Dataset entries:

↓

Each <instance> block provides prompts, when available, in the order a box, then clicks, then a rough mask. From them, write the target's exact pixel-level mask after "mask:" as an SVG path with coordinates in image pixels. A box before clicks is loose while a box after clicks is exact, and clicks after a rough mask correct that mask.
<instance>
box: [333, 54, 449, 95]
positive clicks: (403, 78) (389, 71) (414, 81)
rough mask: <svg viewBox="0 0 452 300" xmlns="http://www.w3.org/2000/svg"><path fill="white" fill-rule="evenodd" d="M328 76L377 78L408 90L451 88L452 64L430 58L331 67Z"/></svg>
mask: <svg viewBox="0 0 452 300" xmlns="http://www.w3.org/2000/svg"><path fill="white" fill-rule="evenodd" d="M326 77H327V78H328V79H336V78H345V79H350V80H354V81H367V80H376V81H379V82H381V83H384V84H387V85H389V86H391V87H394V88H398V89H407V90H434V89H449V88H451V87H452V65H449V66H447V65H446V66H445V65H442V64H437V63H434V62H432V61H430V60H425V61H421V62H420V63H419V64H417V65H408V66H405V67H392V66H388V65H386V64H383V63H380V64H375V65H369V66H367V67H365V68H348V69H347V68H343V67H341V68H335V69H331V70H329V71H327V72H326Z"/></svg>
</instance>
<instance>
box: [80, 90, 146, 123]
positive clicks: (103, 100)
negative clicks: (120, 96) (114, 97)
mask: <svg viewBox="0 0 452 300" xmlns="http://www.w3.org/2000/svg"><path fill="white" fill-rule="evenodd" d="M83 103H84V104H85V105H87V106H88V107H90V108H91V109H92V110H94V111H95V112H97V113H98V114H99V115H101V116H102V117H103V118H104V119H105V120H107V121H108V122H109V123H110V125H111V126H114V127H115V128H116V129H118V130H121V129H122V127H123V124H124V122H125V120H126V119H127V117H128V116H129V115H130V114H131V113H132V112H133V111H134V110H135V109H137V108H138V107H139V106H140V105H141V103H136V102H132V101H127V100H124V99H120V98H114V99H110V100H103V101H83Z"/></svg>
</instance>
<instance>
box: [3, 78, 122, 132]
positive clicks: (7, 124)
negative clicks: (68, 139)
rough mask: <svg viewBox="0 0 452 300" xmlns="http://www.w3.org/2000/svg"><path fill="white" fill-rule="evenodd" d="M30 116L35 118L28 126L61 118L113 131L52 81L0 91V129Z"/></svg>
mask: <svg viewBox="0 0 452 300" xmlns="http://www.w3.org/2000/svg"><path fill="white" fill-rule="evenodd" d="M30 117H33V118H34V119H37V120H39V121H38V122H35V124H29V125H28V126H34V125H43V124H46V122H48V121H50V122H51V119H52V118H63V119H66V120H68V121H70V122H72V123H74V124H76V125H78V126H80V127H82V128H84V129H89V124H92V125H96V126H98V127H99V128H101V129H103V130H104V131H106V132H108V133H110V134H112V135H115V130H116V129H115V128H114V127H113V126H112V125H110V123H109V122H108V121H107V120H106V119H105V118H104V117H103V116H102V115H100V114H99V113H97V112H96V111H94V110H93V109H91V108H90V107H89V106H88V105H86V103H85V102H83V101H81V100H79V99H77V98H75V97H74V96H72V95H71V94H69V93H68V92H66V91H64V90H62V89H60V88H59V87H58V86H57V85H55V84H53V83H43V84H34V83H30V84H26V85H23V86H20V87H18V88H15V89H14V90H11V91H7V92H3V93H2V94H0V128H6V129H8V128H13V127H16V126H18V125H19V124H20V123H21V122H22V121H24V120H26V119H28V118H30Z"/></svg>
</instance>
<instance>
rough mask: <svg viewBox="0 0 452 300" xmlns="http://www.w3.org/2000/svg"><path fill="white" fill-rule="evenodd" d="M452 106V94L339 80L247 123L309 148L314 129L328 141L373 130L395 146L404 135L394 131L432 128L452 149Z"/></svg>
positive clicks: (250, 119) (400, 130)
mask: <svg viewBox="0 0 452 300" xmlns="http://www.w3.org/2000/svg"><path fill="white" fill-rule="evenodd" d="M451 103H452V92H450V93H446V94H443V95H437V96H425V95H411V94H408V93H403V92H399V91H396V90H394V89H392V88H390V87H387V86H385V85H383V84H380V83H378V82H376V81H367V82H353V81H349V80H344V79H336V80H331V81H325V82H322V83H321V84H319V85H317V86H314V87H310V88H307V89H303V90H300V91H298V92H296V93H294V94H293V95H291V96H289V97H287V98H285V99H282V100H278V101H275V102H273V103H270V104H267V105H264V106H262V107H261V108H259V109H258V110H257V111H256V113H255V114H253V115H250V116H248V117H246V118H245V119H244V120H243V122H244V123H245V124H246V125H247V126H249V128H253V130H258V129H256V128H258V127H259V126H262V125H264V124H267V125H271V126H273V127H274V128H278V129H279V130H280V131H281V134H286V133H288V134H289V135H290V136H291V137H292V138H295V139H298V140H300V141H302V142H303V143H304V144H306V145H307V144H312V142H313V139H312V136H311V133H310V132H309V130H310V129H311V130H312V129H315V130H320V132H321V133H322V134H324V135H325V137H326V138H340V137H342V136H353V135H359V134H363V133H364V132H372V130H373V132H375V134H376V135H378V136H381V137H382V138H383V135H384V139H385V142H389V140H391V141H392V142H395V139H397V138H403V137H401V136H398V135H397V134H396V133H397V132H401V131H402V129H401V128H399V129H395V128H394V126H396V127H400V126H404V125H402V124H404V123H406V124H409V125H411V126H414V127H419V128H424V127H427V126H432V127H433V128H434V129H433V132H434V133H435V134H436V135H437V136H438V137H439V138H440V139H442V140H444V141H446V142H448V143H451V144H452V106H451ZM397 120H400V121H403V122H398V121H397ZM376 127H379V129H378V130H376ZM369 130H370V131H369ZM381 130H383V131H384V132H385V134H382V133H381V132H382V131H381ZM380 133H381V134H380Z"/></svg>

↑

> [What you will do]: Could you return exactly the lines above from the line with "negative clicks: (68, 139)" to the line with "106V94L339 80L247 123L309", both included, and nothing else?

> [Answer for the task]:
negative clicks: (68, 139)
rough mask: <svg viewBox="0 0 452 300" xmlns="http://www.w3.org/2000/svg"><path fill="white" fill-rule="evenodd" d="M30 116L35 118L28 126L61 118L113 131L52 81L0 91V129Z"/></svg>
mask: <svg viewBox="0 0 452 300" xmlns="http://www.w3.org/2000/svg"><path fill="white" fill-rule="evenodd" d="M30 117H33V118H34V119H37V120H39V121H38V122H35V124H29V125H28V126H34V125H43V124H46V122H48V121H50V122H51V119H52V118H63V119H66V120H68V121H70V122H72V123H74V124H76V125H78V126H80V127H82V128H84V129H89V124H92V125H96V126H98V127H99V128H101V129H103V130H104V131H106V132H108V133H110V134H112V135H115V130H116V129H115V128H114V127H113V126H112V125H110V123H109V122H108V121H107V120H106V119H105V118H104V117H103V116H102V115H100V114H99V113H97V112H96V111H94V110H93V109H91V108H90V107H89V106H88V105H86V103H85V102H83V101H81V100H79V99H77V98H75V97H74V96H72V95H71V94H69V93H68V92H66V91H64V90H62V89H60V88H59V87H58V86H57V85H55V84H53V83H43V84H34V83H30V84H26V85H23V86H20V87H18V88H15V89H14V90H11V91H7V92H3V93H2V94H0V128H6V129H8V128H13V127H16V126H18V125H19V124H20V123H21V122H22V121H24V120H26V119H28V118H30Z"/></svg>
</instance>
<instance>
rough mask: <svg viewBox="0 0 452 300" xmlns="http://www.w3.org/2000/svg"><path fill="white" fill-rule="evenodd" d="M452 106V94L339 80L247 123L309 148L314 129L328 141L373 130L395 146L404 135L394 131L432 128L452 149Z"/></svg>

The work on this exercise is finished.